Prompt: Across the whole listing, copy out every line that includes the string "formatted".

Material for the task:
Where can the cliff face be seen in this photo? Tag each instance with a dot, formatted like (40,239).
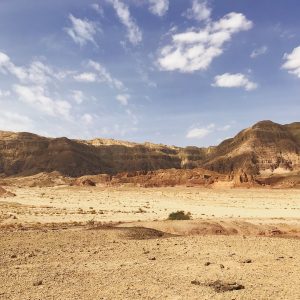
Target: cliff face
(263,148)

...

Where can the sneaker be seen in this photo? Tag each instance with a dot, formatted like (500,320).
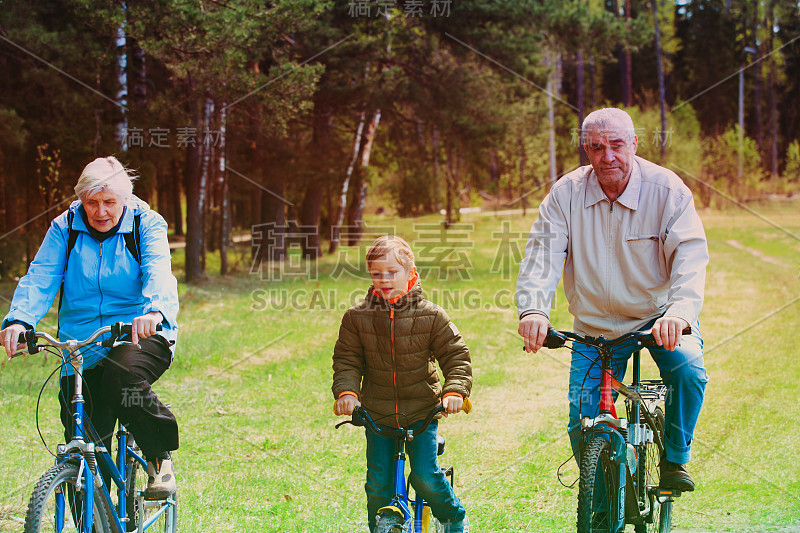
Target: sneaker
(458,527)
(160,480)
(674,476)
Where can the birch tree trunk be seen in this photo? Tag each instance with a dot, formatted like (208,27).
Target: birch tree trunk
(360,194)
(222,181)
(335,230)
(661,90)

...

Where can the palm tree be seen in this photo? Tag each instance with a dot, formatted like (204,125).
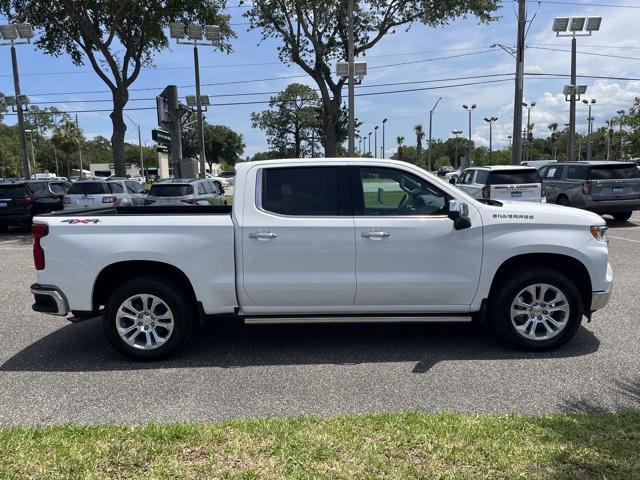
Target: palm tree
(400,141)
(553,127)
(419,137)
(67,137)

Solution for this exercise:
Where can the cliff face be seen in this photo? Tag each instance with a dot, formatted like (40,239).
Where can the sneaker be seen in this photo? Tag each instance with a dot, formatted like (500,320).
Where can the birch tree trunk be seen in this photo? Tag each instance with a dot, formatted like (208,27).
Where can the palm tree be seen in this photo? Tag each instance with a dot, formatted like (204,125).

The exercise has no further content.